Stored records
++++++++++++++++++++

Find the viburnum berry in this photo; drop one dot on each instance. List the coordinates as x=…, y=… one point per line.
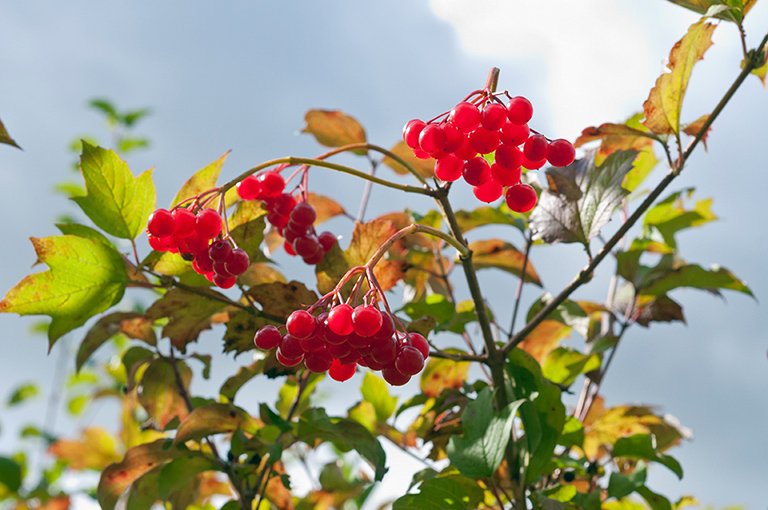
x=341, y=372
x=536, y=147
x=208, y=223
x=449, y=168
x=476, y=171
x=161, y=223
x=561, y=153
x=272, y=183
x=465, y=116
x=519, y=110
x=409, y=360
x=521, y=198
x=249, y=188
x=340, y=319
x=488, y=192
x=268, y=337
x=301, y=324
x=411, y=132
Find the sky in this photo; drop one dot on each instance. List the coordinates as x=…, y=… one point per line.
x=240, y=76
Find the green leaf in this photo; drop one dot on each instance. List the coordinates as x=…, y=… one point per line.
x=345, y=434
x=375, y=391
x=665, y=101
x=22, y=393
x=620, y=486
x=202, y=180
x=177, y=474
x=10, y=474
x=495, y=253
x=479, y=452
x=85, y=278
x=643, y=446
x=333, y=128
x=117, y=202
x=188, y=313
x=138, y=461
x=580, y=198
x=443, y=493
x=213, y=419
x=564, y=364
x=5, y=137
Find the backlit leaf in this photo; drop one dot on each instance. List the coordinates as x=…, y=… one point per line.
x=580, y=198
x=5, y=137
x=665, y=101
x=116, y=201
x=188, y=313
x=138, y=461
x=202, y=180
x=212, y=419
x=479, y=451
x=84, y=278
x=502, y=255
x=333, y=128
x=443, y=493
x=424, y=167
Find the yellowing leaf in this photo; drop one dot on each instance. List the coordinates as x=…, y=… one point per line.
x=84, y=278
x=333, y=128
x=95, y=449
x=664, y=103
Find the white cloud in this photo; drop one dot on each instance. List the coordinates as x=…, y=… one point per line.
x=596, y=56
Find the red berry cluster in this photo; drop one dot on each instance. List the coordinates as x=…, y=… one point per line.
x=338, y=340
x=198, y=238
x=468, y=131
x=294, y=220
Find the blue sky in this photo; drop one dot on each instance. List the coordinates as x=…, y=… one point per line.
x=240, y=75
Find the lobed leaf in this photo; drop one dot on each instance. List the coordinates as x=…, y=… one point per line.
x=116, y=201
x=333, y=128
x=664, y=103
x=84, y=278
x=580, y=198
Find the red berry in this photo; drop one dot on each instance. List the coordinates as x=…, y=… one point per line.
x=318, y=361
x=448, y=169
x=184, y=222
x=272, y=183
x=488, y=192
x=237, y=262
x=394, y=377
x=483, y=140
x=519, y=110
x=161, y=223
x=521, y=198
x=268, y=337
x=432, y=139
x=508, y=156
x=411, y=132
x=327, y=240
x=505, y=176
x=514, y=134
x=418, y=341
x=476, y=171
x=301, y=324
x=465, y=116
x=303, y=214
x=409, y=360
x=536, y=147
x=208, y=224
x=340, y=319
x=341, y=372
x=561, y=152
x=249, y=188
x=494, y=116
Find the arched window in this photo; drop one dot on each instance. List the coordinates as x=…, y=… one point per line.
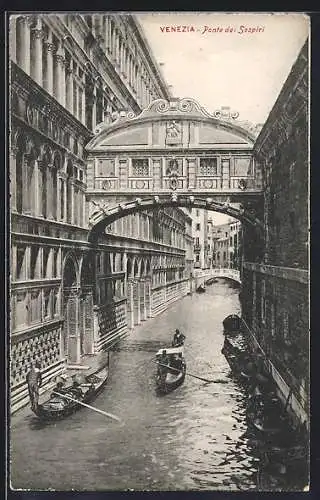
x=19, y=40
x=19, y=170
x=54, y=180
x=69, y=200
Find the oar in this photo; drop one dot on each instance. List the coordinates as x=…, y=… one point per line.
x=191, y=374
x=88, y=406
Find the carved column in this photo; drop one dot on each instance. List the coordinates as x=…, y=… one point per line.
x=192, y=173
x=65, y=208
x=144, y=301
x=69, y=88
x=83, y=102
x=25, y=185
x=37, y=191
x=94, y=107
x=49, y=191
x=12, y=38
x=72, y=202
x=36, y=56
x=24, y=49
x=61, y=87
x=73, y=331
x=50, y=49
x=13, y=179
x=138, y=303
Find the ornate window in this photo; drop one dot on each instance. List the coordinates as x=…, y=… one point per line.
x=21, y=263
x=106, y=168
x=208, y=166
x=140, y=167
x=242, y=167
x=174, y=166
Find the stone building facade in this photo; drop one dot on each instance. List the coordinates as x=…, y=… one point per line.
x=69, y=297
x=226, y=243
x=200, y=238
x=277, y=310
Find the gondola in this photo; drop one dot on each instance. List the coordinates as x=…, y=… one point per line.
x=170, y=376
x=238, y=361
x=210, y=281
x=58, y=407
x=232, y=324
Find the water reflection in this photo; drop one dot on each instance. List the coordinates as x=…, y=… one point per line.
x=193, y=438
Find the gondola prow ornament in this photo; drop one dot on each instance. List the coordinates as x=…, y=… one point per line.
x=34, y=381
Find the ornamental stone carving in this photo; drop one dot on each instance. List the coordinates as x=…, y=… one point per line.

++++++++++++++++++++

Task objective: Transcribe the records above exactly, leaving every picture out of the copy.

Response area:
Find the viburnum berry in this photo; drop one dot on each instance. List the coordinates as x=…, y=… one point per line.
x=341, y=372
x=536, y=147
x=208, y=223
x=449, y=168
x=476, y=171
x=161, y=223
x=561, y=153
x=272, y=183
x=465, y=116
x=519, y=110
x=409, y=360
x=521, y=198
x=249, y=188
x=340, y=319
x=488, y=192
x=268, y=337
x=301, y=324
x=411, y=132
Find the sky in this photo; drop one dot on each instance. List the coordinates as x=…, y=… one point per line.
x=240, y=76
Find the green leaf in this photo; drop one dot on each instance. List the coordinates as x=…, y=… one point per line.
x=345, y=434
x=375, y=391
x=665, y=101
x=22, y=393
x=620, y=486
x=202, y=180
x=177, y=474
x=10, y=474
x=495, y=253
x=479, y=452
x=85, y=278
x=643, y=446
x=333, y=128
x=117, y=202
x=188, y=313
x=138, y=461
x=580, y=198
x=443, y=493
x=213, y=419
x=564, y=364
x=5, y=137
Find the backlit leaf in this photo; drop one dot on each instance. List the coordinates as x=…, y=… one point per line.
x=580, y=198
x=5, y=137
x=665, y=101
x=116, y=201
x=188, y=313
x=138, y=461
x=202, y=180
x=212, y=419
x=479, y=451
x=84, y=278
x=502, y=255
x=333, y=128
x=443, y=493
x=424, y=167
Find the yellowing leaf in this photo; drop one dot on each instance. List the coordinates as x=…, y=… one point per line.
x=84, y=278
x=333, y=128
x=95, y=449
x=664, y=103
Find the white cloud in this photo; drop one dot on each instance. List the coordinates as x=…, y=… one point per line.
x=596, y=56
Find the red berry cluster in this photo; drop one dot on each instance. List the coordinates as x=…, y=… one point per line.
x=338, y=340
x=198, y=238
x=468, y=131
x=294, y=220
Find the blue sky in this photo; drop one dot on each instance. List the coordinates as x=…, y=… one point per line.
x=240, y=75
Find the lobed leaf in this photo; drop one dot on each instance. List the coordinates as x=…, y=… one point per line.
x=116, y=201
x=333, y=128
x=664, y=103
x=84, y=278
x=580, y=198
Find the red berry in this photo; drop one dot on each instance. List the coordinates as x=…, y=… one point per line.
x=318, y=361
x=448, y=169
x=184, y=222
x=272, y=183
x=488, y=192
x=237, y=262
x=394, y=377
x=483, y=140
x=519, y=110
x=161, y=223
x=521, y=198
x=268, y=337
x=432, y=139
x=508, y=156
x=411, y=132
x=327, y=240
x=505, y=176
x=514, y=134
x=418, y=341
x=476, y=171
x=301, y=324
x=465, y=116
x=303, y=214
x=409, y=360
x=536, y=147
x=208, y=224
x=340, y=319
x=341, y=372
x=561, y=152
x=249, y=188
x=494, y=116
Find the arched window in this photo; drop one dot on each instance. List the coordinates as x=…, y=… one point per line.
x=19, y=40
x=19, y=170
x=54, y=180
x=69, y=200
Find the oar in this photo; drop one dot on each instance. List the coordinates as x=…, y=… one point per line.
x=191, y=374
x=88, y=406
Find the carved column in this photo; drop one dot on each instance. List the coordinates as x=…, y=… one point per line.
x=192, y=173
x=65, y=208
x=144, y=301
x=69, y=88
x=83, y=102
x=25, y=185
x=37, y=191
x=94, y=107
x=49, y=191
x=12, y=38
x=72, y=202
x=36, y=56
x=24, y=49
x=61, y=87
x=73, y=331
x=50, y=49
x=13, y=179
x=138, y=303
Find the ornate window in this photo; drop one dot on each instance. List the coordinates as x=…, y=… one point per line.
x=21, y=263
x=106, y=168
x=208, y=166
x=140, y=167
x=242, y=167
x=174, y=166
Find the stone building facade in this photo; drop one dot on each instance. List the coordinates as x=…, y=… one point per line.
x=69, y=297
x=226, y=243
x=200, y=238
x=277, y=310
Find the gondola in this photo; drop one dot on each instance. List the coordinates as x=…, y=… one point per line.
x=170, y=376
x=238, y=361
x=210, y=281
x=58, y=407
x=232, y=324
Find the water reflection in this photo; drop one dot on each instance. List the coordinates as x=…, y=… one point per line.
x=193, y=438
Find the gondola prow ornament in this photo; drop one dot on each instance. List the coordinates as x=…, y=… one point per line.
x=34, y=381
Find the ornamental stone carving in this photo; drop one dot on each instance. List the coordinates as x=…, y=… one point per line.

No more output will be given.